* [Provided entries]

═══

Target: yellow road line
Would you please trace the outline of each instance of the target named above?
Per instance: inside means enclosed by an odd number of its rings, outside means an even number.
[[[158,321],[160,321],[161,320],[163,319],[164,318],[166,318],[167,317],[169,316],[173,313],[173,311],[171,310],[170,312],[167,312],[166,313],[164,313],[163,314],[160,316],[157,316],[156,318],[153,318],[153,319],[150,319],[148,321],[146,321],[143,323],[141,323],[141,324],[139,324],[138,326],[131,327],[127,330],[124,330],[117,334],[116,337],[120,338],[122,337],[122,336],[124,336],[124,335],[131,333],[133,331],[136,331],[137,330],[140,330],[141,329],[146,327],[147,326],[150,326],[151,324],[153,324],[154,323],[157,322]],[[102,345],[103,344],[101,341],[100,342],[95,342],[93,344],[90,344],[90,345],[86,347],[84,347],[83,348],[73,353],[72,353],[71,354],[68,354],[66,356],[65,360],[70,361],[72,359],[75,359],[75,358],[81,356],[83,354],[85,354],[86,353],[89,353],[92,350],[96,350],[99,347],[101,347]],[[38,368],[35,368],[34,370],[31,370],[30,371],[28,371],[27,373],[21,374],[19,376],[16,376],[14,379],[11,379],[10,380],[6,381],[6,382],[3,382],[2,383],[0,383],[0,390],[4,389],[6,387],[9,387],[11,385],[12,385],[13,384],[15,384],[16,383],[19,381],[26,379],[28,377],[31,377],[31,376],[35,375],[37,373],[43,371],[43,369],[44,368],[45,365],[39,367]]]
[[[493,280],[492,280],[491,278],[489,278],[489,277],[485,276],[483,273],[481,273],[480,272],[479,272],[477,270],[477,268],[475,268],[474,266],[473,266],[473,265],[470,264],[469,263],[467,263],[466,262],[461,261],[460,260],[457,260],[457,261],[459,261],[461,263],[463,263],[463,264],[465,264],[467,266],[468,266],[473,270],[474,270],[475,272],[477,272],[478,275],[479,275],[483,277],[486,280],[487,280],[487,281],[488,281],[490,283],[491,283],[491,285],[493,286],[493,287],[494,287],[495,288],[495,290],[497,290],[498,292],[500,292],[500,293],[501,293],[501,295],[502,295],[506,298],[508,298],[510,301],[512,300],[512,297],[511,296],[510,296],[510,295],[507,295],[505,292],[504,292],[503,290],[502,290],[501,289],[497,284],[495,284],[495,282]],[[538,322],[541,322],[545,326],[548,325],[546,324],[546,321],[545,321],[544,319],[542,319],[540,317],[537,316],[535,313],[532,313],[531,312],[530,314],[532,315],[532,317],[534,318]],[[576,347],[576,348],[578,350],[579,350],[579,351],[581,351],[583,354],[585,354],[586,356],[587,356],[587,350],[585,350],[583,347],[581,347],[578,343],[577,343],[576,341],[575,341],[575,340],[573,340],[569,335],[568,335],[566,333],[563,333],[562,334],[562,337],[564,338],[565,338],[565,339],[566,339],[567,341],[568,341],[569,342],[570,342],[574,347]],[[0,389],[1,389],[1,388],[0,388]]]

═══

* [Aim] Could you reproduce all of the lines above verbatim, character for character?

* [Written answer]
Target: yellow road line
Would you please trace the outline of each instance of the target named above?
Per instance: inside means enclosed by an odd number of its rings, outside means an even number.
[[[158,321],[160,321],[161,320],[163,319],[164,318],[166,318],[167,317],[169,316],[173,313],[173,311],[171,310],[170,312],[167,312],[166,313],[164,313],[163,314],[160,316],[157,316],[156,318],[153,318],[153,319],[150,319],[148,321],[146,321],[143,323],[141,323],[141,324],[139,324],[138,326],[131,327],[127,330],[124,330],[117,334],[116,337],[120,338],[122,337],[122,336],[124,336],[124,335],[131,333],[133,331],[136,331],[137,330],[140,330],[141,329],[146,327],[147,326],[150,326],[151,324],[153,324],[154,323],[157,322]],[[102,345],[103,344],[101,341],[100,342],[95,342],[93,344],[90,344],[90,345],[86,347],[84,347],[83,348],[73,353],[72,353],[71,354],[68,354],[66,356],[65,360],[70,361],[72,359],[75,359],[75,358],[81,356],[83,354],[85,354],[86,353],[89,353],[92,350],[96,350],[99,347],[101,347]],[[38,368],[35,368],[34,370],[31,370],[30,371],[28,371],[27,373],[21,374],[19,376],[16,376],[14,379],[11,379],[10,380],[6,381],[6,382],[3,382],[2,383],[0,383],[0,390],[4,389],[6,387],[9,387],[11,385],[12,385],[13,384],[15,384],[16,383],[19,381],[26,379],[28,377],[31,377],[31,376],[35,375],[37,373],[43,371],[43,369],[44,368],[45,365],[39,367]]]
[[[493,280],[492,280],[491,278],[489,278],[489,277],[485,276],[483,273],[481,273],[480,272],[479,272],[477,270],[477,268],[475,268],[474,266],[473,266],[473,265],[470,264],[469,263],[467,263],[466,262],[461,261],[460,260],[457,260],[457,261],[459,261],[461,263],[463,263],[463,264],[465,264],[467,266],[468,266],[473,270],[474,270],[475,272],[477,272],[478,275],[479,275],[483,277],[486,280],[487,280],[487,281],[488,281],[490,283],[491,283],[491,285],[493,286],[493,287],[494,287],[495,288],[495,290],[497,290],[498,292],[500,292],[500,293],[501,293],[501,295],[502,295],[506,298],[508,298],[510,301],[512,300],[512,297],[511,296],[510,296],[510,295],[507,295],[505,292],[504,292],[503,290],[502,290],[501,289],[497,284],[495,284],[495,282]],[[538,322],[541,322],[545,326],[548,325],[546,324],[546,321],[545,321],[544,319],[542,319],[540,317],[537,316],[535,313],[532,313],[531,312],[530,314],[532,315],[532,317],[534,318]],[[576,347],[576,348],[578,350],[579,350],[579,351],[581,351],[583,354],[585,354],[586,356],[587,356],[587,350],[585,350],[583,347],[581,347],[578,343],[577,343],[576,341],[575,341],[575,340],[573,340],[569,335],[568,335],[566,333],[563,333],[562,334],[562,337],[564,338],[565,338],[565,339],[566,339],[567,341],[568,341],[569,342],[570,342],[574,347]],[[0,389],[1,389],[1,388],[0,388]]]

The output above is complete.